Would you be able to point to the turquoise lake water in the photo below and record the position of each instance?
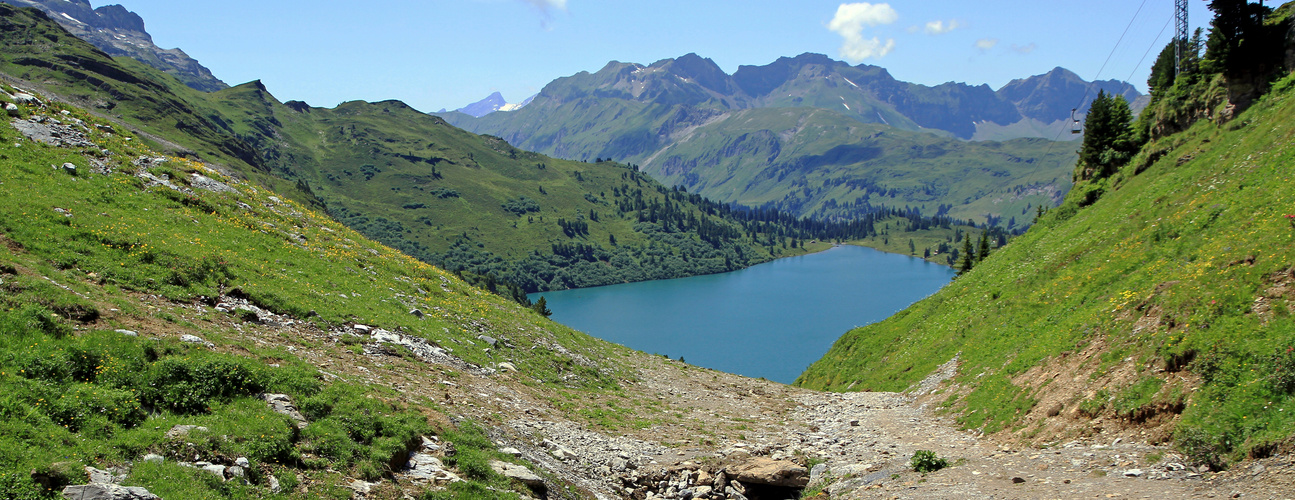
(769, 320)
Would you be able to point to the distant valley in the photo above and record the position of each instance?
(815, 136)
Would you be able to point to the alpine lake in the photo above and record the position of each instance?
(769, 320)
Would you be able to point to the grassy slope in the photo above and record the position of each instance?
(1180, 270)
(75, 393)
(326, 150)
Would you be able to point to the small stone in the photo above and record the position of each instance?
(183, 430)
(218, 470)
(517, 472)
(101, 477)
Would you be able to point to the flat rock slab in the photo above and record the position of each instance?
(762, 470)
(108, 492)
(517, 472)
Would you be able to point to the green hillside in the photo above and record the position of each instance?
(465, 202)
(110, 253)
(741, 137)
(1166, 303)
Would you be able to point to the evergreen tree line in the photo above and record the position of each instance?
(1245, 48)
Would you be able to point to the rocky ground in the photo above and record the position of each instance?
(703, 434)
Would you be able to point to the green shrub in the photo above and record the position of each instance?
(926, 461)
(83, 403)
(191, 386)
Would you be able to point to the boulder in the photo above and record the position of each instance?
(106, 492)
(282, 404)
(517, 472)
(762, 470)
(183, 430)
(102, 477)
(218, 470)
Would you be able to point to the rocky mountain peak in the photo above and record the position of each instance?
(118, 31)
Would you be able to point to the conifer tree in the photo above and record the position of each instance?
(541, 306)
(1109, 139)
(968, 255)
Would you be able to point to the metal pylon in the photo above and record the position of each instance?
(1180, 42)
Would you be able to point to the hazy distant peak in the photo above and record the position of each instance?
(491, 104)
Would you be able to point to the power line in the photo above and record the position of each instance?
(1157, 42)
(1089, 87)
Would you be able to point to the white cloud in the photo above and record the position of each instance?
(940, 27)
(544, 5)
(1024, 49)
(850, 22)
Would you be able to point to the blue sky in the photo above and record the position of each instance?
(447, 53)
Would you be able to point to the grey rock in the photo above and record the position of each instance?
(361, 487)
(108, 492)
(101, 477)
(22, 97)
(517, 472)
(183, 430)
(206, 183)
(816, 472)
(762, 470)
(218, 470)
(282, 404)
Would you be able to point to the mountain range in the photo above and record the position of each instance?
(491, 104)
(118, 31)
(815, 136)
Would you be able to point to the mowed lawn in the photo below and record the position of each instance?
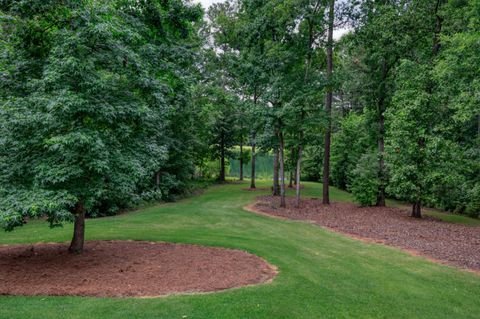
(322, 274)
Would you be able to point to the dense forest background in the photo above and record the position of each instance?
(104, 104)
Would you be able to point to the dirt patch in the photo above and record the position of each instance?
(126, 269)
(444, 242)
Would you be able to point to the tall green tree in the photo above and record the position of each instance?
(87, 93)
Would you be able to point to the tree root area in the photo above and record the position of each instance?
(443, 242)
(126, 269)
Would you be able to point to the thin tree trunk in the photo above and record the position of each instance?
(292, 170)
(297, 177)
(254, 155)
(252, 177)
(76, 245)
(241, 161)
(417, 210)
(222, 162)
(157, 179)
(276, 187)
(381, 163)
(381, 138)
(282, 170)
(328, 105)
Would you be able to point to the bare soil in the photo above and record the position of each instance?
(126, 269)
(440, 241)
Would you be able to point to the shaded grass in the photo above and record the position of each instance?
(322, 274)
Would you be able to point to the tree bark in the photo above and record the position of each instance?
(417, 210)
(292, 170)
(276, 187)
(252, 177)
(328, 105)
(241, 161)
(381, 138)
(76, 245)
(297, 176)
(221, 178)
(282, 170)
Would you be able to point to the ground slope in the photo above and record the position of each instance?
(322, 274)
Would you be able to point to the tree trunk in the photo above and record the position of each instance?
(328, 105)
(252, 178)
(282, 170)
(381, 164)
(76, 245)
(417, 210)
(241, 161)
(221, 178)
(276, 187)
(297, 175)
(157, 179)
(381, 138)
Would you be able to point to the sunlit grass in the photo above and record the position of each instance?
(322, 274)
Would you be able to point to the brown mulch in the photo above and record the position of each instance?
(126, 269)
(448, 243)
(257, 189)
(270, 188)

+-------+

▶ Exercise
Copy out all of these lines again, swapping "instance" for "occurrence" every time it occurs and changing nothing else. Leave the pictures out of your copy.

▶ The solution
Would you be able to point to the turquoise lake water in the photo below and record the position of each occurrence?
(769, 320)
Would you be able to point to the distant valley in the photo above and record the position of each occurrence?
(815, 136)
Would you be able to point to the alpine lake in the photo above and record the position of each occurrence?
(769, 320)
Would you be able to point to the grassy slope in the photo above and record the position of each occurrence?
(1180, 270)
(75, 393)
(326, 150)
Would you be able to point to the small stone in the photo above and record the position of each occurrence?
(183, 430)
(218, 470)
(517, 472)
(101, 477)
Would you be able to point to the flat rock slab in the photo above and record the position of each occurrence?
(762, 470)
(108, 492)
(517, 472)
Would you be able to point to the green hillside in the photo above and record the position of each occurrence?
(465, 202)
(110, 253)
(741, 137)
(1166, 303)
Would you be able to point to the evergreen tree line in the photo above and record the position of each occurrence?
(1245, 48)
Would you be able to point to the rocky ground in the photo above and record the position of each occurrence?
(703, 434)
Would you be able to point to the green shrub in the photo above and record the position of each occurrence?
(926, 461)
(83, 403)
(191, 386)
Would you be able to point to the boulder in the photo above and record the position of each occurrence?
(106, 492)
(282, 404)
(517, 472)
(762, 470)
(183, 430)
(102, 477)
(218, 470)
Would you be able to point to the rocky mountain peak in the photo above and record the position of each occurrence?
(118, 31)
Would you be able to point to the conifer tree in the photo above and record the position of each occurrence?
(541, 306)
(1109, 139)
(968, 255)
Would you be able to point to the metal pylon in the photo above and record the position of each occurrence?
(1180, 42)
Would you be able to point to the hazy distant peak in the photo above and record the position of each occurrence?
(491, 104)
Would you be able to point to the power line in the photo above and record the position of each occurrence?
(1157, 42)
(1089, 87)
Would you be able to point to the white cloud in the photo above and record the position of each occurrence?
(940, 27)
(544, 5)
(1024, 49)
(850, 22)
Would you be able to point to the blue sky in the photo above and record the position of each occurrence?
(447, 53)
Would you be able to point to the grey rock in the photo above and record the position of each occurrence?
(361, 487)
(108, 492)
(101, 477)
(22, 97)
(517, 472)
(183, 430)
(206, 183)
(816, 472)
(762, 470)
(218, 470)
(282, 404)
Would you be able to point to the mountain range in the photo above and record the position of each occurrence?
(491, 104)
(118, 31)
(815, 136)
Would you be able to point to the mowed lawn in the photo below and record the position of each occurrence?
(322, 274)
Would you be able to point to the dense forest background in the photo above and record the position of each occurrence?
(104, 104)
Would you be able to point to the dirt patch in the photo above and record the position of each occurrence?
(126, 269)
(444, 242)
Would you be able to point to the tall green tree in the photo above and record the position of each occurrence?
(87, 93)
Would you be able to point to the tree root area in the photo above and record the position of each occurrence?
(443, 242)
(126, 269)
Would you be able to point to the thin tree trunk in the photo above and record the position of each occurrence?
(292, 170)
(297, 177)
(254, 155)
(252, 177)
(76, 245)
(241, 161)
(417, 210)
(222, 162)
(157, 179)
(276, 187)
(381, 163)
(381, 138)
(282, 170)
(328, 105)
Would you be able to point to the bare soil in the photo above and record the position of each occurrence?
(126, 269)
(440, 241)
Would you be able to point to the shaded grass in the photo above and record the position of each occurrence?
(322, 274)
Would you be able to point to the tree bark in the photo above and record the position of each occurrence?
(417, 210)
(292, 170)
(276, 187)
(252, 177)
(328, 105)
(241, 161)
(381, 138)
(76, 245)
(297, 176)
(221, 178)
(282, 170)
Would you be able to point to the ground slope in the photo above and record the position of each occurrence?
(322, 274)
Would you be able to point to the tree trunk in the photo above and record the position of each occurrence?
(328, 105)
(252, 178)
(282, 170)
(381, 164)
(76, 245)
(417, 210)
(241, 161)
(221, 178)
(276, 187)
(297, 175)
(157, 179)
(381, 138)
Would you be able to point to the sunlit grass in the photo above and record the position of each occurrence?
(322, 274)
Would you be able to point to the brown mulch in the photo above and record the position of each occurrence?
(126, 269)
(448, 243)
(257, 189)
(270, 188)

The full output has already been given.